**** INFORMATION SHOWN
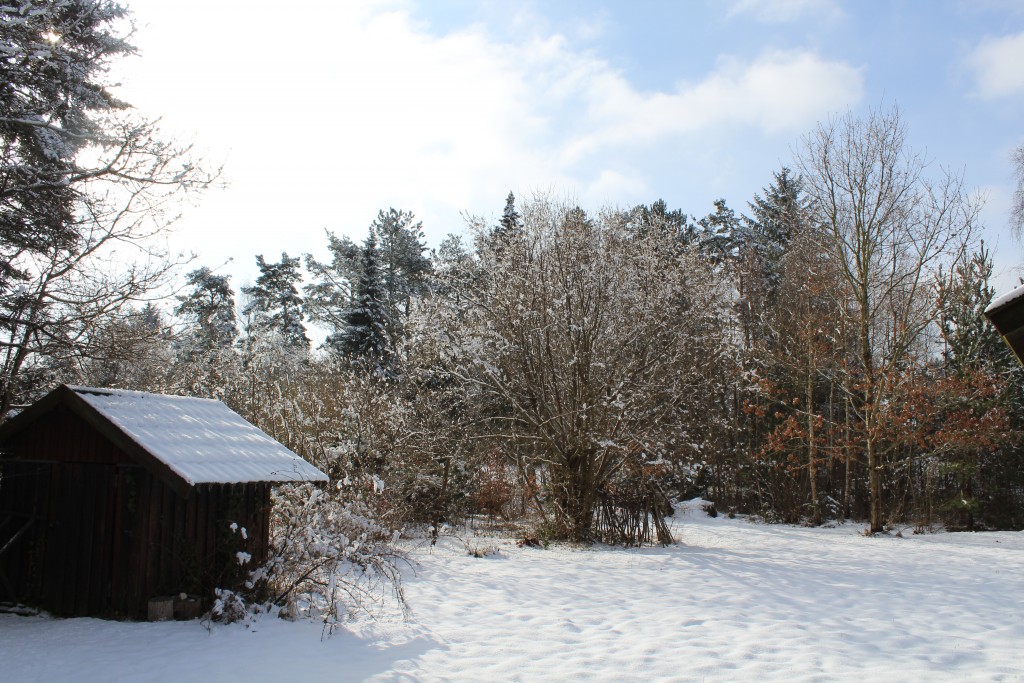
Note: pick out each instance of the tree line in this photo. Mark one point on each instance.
(818, 355)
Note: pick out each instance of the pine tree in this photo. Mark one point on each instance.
(209, 309)
(366, 334)
(274, 303)
(778, 217)
(721, 231)
(402, 261)
(964, 293)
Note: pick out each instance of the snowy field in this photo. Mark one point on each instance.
(733, 601)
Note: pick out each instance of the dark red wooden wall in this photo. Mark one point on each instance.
(105, 534)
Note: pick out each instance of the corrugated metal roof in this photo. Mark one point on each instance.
(201, 439)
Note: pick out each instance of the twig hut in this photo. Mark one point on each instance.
(111, 498)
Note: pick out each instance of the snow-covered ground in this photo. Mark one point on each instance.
(733, 601)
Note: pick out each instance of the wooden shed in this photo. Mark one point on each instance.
(111, 498)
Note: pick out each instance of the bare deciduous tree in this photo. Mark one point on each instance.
(888, 226)
(589, 339)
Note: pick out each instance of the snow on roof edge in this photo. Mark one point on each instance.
(218, 445)
(1006, 299)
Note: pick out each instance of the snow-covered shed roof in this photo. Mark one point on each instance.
(200, 440)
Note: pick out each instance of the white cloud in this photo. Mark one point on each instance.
(783, 11)
(997, 66)
(333, 114)
(779, 91)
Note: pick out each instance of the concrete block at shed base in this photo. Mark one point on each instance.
(162, 608)
(186, 607)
********
◆ **EXERCISE**
Every record above should be written out again without change, except that the pictures are left out.

◆ **FINISHED EXERCISE**
Note: pick out each instance of the tree line in this photo. Mark one point on each instance.
(818, 355)
Note: pick out each instance of the pine tree in this photo. Mark one point on each instance.
(209, 309)
(366, 334)
(274, 303)
(778, 217)
(721, 231)
(402, 261)
(964, 293)
Note: pick out each instance of the snowy field in this photo. Mark one point on each instance.
(733, 601)
Note: pick out each instance of the dark red wooden wall in this photo. Mark one point on each instance.
(105, 534)
Note: pick out each instance of the corrugated metal roof in this photo. Mark one point on each instance.
(201, 439)
Note: pick out each instance of the twig hut in this photo. Mark one point on each instance.
(111, 498)
Note: pick out each instance of the snow-covered ground in this photo. Mark one point on each instance.
(733, 601)
Note: pick out each instance of the wooden shed in this photo. Mark one point on each instance.
(111, 498)
Note: pick out each instance of the bare deciduous tree in this photo. Mark one point on each instance.
(888, 226)
(589, 339)
Note: pick out each instance of the snow on roof edge in this photo. Mark one point on each instance.
(218, 445)
(1006, 299)
Note: pick out each instance of the snow-covered shed roof in this photo. Mark one point on each instance.
(200, 440)
Note: pick out each instance of the white cloud in this photo. Mark one point on each instance.
(783, 11)
(997, 66)
(333, 114)
(779, 91)
Note: pick out each instance of the concrete block at shed base in this photo. Mark one point on each instance.
(162, 608)
(186, 607)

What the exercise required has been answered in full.